● **Tasks to perform**
- A) Render this sentence from the Sidney boating log in Spanish: "We find some shade and sip our refreshingly cold frappacinos."
- B) Pick up the Sidney boating log after its last sentence and write what comes next.

**** Quoted passage

We hurry Kristin past the tv's and onto the beautiful new boardwalk, heading south for the three blocks to the ferry. Just like the city of Nanaimo further north, government has done a fabulous job making the waterfront beautiful, open, and accessible. Now, if only Bellingham could learn from these sister cities on the water.


Sunday, June 29, 2008

Sidney

After seeing Kristin safely onto the ferry, we stroll around Sidney in the hot summer sun, exploring bookstores and discovering our Starbucks gift card is good here, too. We find some shade and sip our refreshingly cold frappacinos. Suddenly, this guy starts trying to get Kelly's attention...
Hey, wait a minute, me too?
It's getting late. We say goodbye to this hustler in expensive Sidney and slide over to nearby Tsehum Harbor to anchor for the night. But, even at 11:00 pm, it is hard to go to bed with such beautiful evening light shining on all of the quaint boats nearby.


Plush lounges, beautiful boardwalks, every amenity, and gorgeous anchorages... Sidney has something for every boater.

********
**** Data rows

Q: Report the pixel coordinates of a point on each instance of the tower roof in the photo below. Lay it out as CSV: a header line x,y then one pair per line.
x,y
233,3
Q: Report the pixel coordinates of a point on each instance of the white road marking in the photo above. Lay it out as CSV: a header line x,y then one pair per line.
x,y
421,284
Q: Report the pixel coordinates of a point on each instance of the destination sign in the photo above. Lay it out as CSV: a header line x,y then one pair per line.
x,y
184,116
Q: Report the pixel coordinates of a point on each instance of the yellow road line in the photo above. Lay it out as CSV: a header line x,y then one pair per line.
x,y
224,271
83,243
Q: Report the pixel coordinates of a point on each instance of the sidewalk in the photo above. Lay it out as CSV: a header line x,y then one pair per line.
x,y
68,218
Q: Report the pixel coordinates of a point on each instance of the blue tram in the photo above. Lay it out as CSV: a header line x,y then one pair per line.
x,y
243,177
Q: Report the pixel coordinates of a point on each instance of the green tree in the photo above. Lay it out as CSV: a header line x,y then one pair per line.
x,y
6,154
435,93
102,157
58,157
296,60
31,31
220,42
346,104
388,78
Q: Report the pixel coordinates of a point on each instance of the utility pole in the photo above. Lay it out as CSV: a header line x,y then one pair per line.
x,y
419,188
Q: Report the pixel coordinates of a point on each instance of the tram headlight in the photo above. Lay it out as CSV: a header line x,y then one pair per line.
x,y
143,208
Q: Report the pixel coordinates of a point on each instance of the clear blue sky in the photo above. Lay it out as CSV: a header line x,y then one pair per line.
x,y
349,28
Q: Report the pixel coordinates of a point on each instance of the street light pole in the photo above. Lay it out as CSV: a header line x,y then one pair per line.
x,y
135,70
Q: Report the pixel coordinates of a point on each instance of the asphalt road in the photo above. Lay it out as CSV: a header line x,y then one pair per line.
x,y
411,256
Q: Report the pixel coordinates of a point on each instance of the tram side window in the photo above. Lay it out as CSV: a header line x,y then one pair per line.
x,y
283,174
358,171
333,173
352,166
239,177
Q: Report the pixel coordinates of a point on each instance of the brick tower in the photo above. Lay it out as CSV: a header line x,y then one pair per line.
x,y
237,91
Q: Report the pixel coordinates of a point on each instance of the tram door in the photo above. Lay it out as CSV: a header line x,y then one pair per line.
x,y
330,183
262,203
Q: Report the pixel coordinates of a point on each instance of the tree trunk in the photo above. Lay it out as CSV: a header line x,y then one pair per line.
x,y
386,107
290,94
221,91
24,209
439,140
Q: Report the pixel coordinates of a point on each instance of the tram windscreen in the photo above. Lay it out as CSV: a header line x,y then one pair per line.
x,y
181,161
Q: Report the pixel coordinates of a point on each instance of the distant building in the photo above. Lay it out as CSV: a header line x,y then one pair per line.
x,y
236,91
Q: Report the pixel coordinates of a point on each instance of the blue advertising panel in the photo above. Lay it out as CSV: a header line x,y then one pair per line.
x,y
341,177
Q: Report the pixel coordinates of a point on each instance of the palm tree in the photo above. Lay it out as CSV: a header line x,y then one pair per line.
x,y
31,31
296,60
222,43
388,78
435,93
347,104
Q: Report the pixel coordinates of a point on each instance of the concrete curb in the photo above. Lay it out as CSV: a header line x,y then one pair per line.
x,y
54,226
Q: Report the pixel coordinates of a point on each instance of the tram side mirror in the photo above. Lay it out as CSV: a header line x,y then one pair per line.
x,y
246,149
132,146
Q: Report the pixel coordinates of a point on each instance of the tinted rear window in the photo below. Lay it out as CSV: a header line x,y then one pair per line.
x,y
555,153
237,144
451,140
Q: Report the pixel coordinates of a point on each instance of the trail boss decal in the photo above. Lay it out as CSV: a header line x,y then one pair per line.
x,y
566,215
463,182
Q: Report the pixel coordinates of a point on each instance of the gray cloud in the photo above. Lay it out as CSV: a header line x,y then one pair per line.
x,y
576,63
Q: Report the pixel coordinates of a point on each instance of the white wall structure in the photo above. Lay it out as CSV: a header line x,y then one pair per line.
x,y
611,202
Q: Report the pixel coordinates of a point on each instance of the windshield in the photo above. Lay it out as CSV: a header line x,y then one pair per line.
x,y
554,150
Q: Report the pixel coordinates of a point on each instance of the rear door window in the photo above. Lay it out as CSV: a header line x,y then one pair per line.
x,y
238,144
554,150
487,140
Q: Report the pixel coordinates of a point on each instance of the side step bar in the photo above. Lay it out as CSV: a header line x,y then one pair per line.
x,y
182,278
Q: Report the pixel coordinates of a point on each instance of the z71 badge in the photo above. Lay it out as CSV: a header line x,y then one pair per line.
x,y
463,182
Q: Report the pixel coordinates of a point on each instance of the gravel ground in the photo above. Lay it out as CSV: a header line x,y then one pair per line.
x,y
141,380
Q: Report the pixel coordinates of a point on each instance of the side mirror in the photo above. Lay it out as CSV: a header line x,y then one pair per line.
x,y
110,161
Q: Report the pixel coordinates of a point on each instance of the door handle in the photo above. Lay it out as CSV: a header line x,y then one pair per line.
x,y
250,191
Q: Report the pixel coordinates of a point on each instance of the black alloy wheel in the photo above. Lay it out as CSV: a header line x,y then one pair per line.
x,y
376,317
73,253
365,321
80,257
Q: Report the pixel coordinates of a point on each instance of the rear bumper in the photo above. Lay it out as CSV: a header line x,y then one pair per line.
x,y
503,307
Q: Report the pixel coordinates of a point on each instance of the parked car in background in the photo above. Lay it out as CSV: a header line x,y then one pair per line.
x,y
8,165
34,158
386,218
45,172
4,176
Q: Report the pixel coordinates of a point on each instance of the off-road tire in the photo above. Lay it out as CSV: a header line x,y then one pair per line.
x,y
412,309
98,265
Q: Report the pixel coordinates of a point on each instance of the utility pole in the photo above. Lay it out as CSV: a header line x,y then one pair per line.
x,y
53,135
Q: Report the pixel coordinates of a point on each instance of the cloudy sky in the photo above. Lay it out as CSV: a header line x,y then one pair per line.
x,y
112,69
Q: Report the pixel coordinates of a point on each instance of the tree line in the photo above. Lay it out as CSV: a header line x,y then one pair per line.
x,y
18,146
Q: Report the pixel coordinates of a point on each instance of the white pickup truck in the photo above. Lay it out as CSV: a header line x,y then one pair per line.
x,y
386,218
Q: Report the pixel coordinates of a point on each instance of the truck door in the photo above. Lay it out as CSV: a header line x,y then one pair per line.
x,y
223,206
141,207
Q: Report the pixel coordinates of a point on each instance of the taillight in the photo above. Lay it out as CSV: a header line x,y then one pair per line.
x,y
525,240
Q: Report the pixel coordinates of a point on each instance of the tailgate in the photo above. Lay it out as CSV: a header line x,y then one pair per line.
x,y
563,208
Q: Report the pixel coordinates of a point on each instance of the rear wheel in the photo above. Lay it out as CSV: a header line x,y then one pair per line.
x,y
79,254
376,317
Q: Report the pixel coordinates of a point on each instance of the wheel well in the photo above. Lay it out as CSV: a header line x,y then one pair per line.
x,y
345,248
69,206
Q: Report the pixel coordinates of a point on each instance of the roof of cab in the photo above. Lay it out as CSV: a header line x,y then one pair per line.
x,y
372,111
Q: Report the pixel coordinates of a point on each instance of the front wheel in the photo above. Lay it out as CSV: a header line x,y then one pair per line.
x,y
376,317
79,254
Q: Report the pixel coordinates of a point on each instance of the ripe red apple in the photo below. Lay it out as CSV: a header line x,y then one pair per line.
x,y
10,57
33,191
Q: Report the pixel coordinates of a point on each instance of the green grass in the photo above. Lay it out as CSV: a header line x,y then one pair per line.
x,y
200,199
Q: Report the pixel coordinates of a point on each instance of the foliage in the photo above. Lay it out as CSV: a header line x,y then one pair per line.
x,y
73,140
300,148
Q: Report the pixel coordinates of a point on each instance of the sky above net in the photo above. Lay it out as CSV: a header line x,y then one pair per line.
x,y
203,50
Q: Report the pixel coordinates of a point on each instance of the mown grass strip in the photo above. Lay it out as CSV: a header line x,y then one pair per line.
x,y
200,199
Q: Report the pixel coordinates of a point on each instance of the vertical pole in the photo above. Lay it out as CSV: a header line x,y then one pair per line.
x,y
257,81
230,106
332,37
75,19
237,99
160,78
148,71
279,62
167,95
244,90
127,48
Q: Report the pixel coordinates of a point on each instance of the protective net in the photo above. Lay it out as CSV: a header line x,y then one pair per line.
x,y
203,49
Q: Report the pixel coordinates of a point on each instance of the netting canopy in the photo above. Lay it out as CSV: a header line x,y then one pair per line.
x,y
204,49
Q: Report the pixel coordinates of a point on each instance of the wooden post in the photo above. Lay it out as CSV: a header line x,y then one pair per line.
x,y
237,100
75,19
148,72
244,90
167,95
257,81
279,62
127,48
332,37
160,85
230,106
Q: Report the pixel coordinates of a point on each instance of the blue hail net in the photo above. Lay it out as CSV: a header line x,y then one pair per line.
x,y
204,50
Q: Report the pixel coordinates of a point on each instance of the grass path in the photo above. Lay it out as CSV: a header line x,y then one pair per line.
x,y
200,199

********

● **Replies**
- A) Encontramos un poco de sombra y bebemos a sorbos nuestros frappacinos refrescantemente fríos.

- B)
Monday, June 30, 2008

Sidney to Roche Harbor

Today we need a north wind again, to help us head south back into the US and the San Juan Islands. The wind gods take note of our needs, the moon aligns correctly for favorable tides and, viola! We have north winds and south flowing current in the morning.
We experience another first...crossing Haro Strait under sail the entire way, without running into overwhelming adverse current, or overwhelming wind, and without running out of wind! A couple days before, we also sailed (SAILED!) all the way through Sansum Narrows! We are liking this. We sailed right into Roche Harbor and up to the empty customs dock. No power boats, no pollution, no noise, no rudeness, no waiting! It's a miracle! (or is it the price of fuel, again?)

We clear customs and go ashore to visit this delightful marina, once again. The folks at Roche are rightfully proud of their facilities. Each evening they retire the colors on this green and play the national anthem...
We begin our usual wandering through the gardens...
Past the hotel...

and the church...

But, wait! Here's something new at Roche...

Yes, Segways, have come to the islands. Kelly relents and we rent a pair for some off-road adventure. It's been years since we have been to the Mausoleum, so off we go with David and Bianca, who live in one of the sparkly, new condos, nearby.

At the mausoleum, we learn that the missing chair, at the center table, and the broken column symbolize an unfortunate family issue.
We contemplate what the issue might have been.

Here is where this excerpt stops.